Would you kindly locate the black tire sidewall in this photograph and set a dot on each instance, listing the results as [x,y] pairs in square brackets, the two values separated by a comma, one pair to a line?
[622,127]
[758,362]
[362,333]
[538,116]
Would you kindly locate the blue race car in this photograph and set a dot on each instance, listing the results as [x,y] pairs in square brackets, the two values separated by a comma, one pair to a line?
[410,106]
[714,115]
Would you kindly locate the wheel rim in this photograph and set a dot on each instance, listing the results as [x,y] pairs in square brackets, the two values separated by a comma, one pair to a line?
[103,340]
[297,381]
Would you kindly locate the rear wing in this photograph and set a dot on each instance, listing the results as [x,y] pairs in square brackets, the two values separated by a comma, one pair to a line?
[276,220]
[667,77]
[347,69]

■ ■ ■

YOUR OBJECTIVE> Each record above should be transcribed exactly.

SOLUTION TO THIS PROBLEM>
Would you kindly locate the black tire sidewall in this photograph and set a dot on each instance, listing the results as [x,y] pairs in square brackets, the two values separated by a comma, one pair to a line?
[622,127]
[758,362]
[362,333]
[538,116]
Would you kindly locate the blue race car in this photograph and set a dot on each instance, listing the results as [x,y] pairs in square brackets, the two values separated by a comma, one pair to a line?
[410,106]
[714,115]
Would you kindly locate the wheel rim in this photograph and set a dot on each instance, listing the results as [x,y] pairs in square brackets, the two values separated by a comma, one pair to a line?
[103,340]
[297,381]
Would you kindly locate the rear wing in this photograph and set a dot on each instance, listing the results as [x,y] pairs in square brackets, the two values separated by a comma, one pair to a line?
[276,220]
[667,77]
[347,69]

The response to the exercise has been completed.